[SHORT PROBLEM]
Copy the records word for word, beginning with the line that contains "mark the woman's" and continuing through the last line of the records.

[RECORD LIST]
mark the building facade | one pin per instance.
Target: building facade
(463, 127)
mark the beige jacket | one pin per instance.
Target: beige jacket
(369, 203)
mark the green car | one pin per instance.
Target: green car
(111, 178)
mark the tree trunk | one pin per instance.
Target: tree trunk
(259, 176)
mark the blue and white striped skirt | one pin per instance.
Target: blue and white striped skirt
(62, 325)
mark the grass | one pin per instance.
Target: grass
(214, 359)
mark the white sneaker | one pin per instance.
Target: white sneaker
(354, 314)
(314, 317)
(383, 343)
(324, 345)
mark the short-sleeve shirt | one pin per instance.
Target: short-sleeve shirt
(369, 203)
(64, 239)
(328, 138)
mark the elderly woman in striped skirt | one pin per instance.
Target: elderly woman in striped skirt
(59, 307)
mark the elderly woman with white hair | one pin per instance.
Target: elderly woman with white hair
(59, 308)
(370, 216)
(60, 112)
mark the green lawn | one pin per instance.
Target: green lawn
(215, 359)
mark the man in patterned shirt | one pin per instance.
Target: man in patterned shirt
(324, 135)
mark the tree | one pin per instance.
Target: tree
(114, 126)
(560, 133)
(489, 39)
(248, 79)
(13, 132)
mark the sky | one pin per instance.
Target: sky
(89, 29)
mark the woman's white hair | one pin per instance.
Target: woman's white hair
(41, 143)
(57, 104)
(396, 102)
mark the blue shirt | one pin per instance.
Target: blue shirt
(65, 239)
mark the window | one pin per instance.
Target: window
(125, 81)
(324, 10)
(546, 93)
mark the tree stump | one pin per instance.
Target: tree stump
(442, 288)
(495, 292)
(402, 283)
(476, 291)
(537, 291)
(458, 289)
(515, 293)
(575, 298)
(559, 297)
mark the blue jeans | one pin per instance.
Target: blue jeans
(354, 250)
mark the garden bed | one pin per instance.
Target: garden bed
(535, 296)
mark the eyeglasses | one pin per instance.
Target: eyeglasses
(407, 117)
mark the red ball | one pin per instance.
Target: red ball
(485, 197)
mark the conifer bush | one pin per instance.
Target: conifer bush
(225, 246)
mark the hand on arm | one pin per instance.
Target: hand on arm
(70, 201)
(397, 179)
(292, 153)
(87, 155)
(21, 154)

[RESULT OF THE TASK]
mark the woman's white hair | one pin per instance.
Target: woman's white hair
(41, 143)
(57, 104)
(396, 102)
mark the blue shirt | one pin per instance.
Target: blue shirt
(65, 239)
mark the window | one pin per instance.
Target: window
(125, 81)
(324, 10)
(546, 93)
mark the tree stump | one pin per instance.
Target: tree stump
(442, 288)
(495, 292)
(402, 283)
(476, 291)
(537, 291)
(458, 289)
(515, 293)
(575, 298)
(559, 297)
mark the blue jeans | one pin per instance.
Target: blue jeans
(354, 250)
mark the garden bed | one pin per instance.
Target: garden bed
(535, 296)
mark the eyeglasses | one pin per instance.
Target: eyeglasses
(407, 117)
mark the red ball | one pin per instance.
Target: red ball
(485, 197)
mark the conifer bush | one pin per instance.
Target: conifer bush
(225, 246)
mark the hand on arm | one pin per instance.
Target: hand on arm
(70, 201)
(397, 179)
(292, 153)
(87, 155)
(21, 154)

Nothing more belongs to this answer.